▶ **Work request 1**: In the blog post about Jennifer Aniston and the Love Coach, how often does Justin skype with Sandra Harmon?
▶ **Work request 2**: Extend the blog post about Jennifer Aniston and the Love Coach, picking up after its final sentence.

▶ **Document passage**:

===============

Amayzine

MESSAGE FOR JUSTIN

Stay away from the Love Coach

The only magazine I faithfully buy every week is the English Grazia. Just some light gossip and see how happy Kim Kardashian is with her hips, man, and breasts and the worst facelifts of Hollywood. Grazia UK and I have the same low irritation threshold for Gwyneth Paltrow and Jennifer Aniston.

Both are drifting forties who look for someone to blame for what life has done to them, except themselves. Luckily, there is a therapist for everything. Even for unwilling men.

What's the case?

There is one thing in life that Jennifer really, really wants. A ring.

Now she thought she was on the right track when Justin asked her ‘to get engaged’ (which amusingly coincided with the engagement of Brad and Angelina), but the marriage is still waiting to happen. And that this is not Jen's fault, you already understood.

Because LA princesses really want to have their way and there is a suitable therapist for every issue, Jennifer searched, saw, and found Sandra Harmon, a.k.a. The Love Coach. Poor Justin now skypes with this woman twice a week.

On her site, Sandra says: ‘I am proud and happy to have worked with thousands of singles and couples who have found and kept a loving and committed romantic relationship or marriage after learning my techniques and practicing them their own way, in their own lives, based on their own needs and desires.’

I think Sandra treated herself to a fur coat and a Botox injection after every successful therapy session. If you have time, you should check out her site. You can't get more American than this. With the phone number on a banner in the corner and Love Judge videos where Sandra sits behind an oak desk with a desperate couple in front of her, holding a hammer.

===============

▶ **Information shown**:
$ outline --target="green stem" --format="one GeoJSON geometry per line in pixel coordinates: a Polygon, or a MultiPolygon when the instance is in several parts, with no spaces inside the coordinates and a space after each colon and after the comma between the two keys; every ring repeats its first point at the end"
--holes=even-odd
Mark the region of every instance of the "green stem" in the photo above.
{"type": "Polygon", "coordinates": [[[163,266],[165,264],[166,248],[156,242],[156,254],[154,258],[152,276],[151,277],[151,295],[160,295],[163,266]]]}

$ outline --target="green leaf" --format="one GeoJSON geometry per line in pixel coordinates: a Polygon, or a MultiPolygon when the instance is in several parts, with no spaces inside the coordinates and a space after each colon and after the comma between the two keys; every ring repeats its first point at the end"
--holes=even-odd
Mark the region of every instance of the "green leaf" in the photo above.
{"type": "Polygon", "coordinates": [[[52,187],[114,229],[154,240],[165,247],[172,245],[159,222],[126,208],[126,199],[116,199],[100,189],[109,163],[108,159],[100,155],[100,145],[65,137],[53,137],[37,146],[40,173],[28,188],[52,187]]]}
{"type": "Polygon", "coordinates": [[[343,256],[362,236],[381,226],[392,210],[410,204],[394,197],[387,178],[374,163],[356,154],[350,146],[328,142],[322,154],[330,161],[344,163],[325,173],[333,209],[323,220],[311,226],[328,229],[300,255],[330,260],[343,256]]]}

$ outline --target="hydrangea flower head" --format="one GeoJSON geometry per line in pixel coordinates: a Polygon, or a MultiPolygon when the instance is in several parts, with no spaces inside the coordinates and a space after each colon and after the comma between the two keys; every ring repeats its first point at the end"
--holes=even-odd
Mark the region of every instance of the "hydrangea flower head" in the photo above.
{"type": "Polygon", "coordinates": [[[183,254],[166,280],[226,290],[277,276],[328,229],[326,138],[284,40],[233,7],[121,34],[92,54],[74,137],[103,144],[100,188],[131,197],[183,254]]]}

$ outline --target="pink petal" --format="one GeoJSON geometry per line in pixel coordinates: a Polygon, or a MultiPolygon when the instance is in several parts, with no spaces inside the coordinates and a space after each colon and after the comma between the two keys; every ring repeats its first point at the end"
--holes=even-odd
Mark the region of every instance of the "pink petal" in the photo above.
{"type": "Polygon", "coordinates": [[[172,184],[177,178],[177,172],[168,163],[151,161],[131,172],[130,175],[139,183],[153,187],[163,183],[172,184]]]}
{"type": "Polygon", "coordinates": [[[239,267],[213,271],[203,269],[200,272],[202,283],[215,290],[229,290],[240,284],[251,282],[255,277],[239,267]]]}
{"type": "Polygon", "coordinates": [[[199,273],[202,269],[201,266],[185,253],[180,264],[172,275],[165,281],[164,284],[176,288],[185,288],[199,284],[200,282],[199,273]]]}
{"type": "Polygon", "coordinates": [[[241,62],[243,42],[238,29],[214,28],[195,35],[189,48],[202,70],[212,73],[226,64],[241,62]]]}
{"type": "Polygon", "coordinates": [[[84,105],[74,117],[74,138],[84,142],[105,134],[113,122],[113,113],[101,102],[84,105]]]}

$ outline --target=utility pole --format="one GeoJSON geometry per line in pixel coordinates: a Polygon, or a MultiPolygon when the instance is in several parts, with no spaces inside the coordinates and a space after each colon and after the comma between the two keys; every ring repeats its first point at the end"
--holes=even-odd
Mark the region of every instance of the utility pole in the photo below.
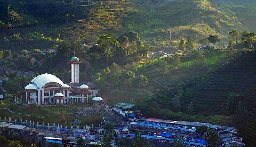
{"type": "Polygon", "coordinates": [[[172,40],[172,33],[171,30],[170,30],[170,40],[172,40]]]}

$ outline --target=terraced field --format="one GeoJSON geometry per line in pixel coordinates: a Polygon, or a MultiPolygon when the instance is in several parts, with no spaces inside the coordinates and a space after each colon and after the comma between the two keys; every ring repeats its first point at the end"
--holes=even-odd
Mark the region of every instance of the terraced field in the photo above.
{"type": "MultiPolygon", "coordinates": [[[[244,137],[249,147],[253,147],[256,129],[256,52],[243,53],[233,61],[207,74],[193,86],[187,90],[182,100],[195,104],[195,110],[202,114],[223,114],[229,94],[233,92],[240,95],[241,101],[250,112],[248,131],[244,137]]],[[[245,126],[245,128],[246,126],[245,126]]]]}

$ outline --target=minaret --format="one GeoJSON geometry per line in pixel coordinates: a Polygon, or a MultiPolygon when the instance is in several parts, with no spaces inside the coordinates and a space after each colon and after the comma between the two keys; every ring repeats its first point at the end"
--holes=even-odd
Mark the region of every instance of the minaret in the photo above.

===============

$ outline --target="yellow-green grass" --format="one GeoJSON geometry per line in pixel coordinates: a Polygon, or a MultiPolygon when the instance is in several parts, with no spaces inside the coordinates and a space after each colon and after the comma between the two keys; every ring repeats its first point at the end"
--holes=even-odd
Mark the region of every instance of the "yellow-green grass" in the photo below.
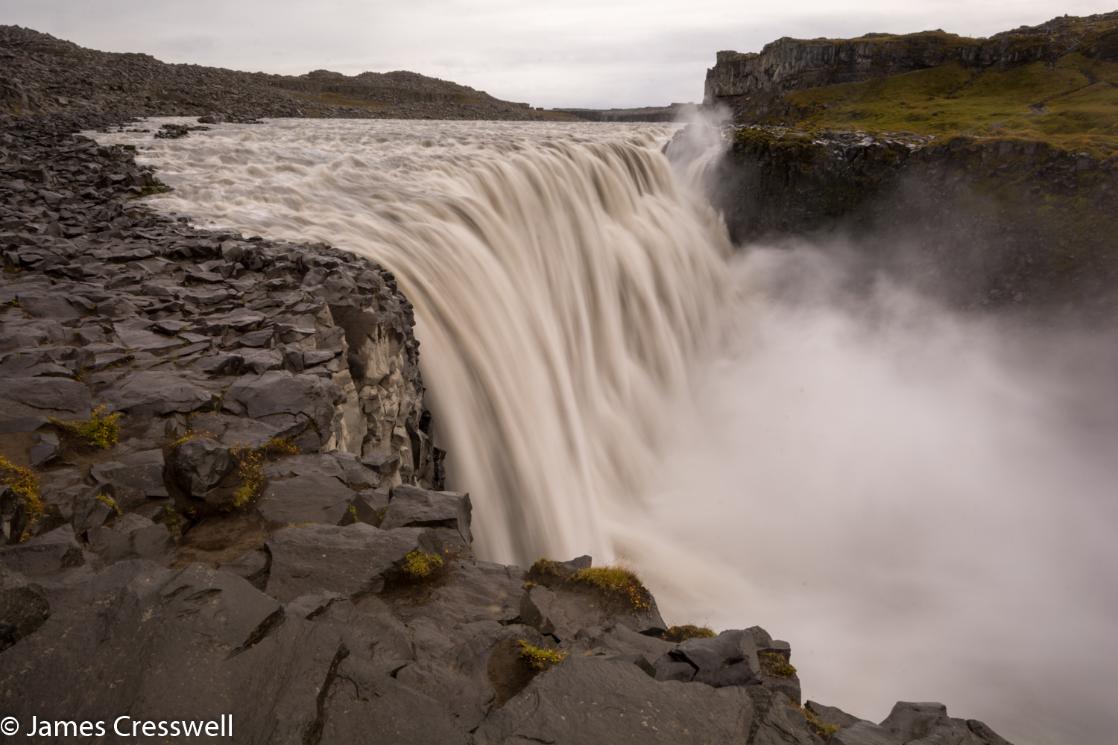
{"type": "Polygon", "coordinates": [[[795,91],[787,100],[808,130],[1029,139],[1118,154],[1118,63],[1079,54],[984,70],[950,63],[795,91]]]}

===============

▶ **Answer box 1**: Twice a week.

▶ **Answer box 2**:
I clicked on the video of Daniel-a-34-year-old-architect and Heather-a-25-year-old-teacher. After three years of dating, she expected a bit more. Commitment. But he wanted to get his affairs in order before diving into the marriage chaos. Because hey, they could get engaged, but then she would want that marriage and those kids a year later, and he wasn't ready for that yet.

Sandra's verdict was not to be taken lightly: after three years, a woman is entitled to a ring. You have to let her know that you love her. I was completely shocked when she said:

“You are churchgoing people, right? Then put a ring to it.”

So, dear Justin. This woman claims to strive for a relationship in everyone's interest where you have both good sex and live in complete harmony, but she is one of Jennifer's kind. The kind that only purrs and snorts when they see a ring, bouquet, and veil and hear a loud and clear “Yes, I do.”.

I would say: Justin, stop that silly skyping. It leads nowhere. Yes, to something you don't want. And don't worry about Sandra, she has plenty of work.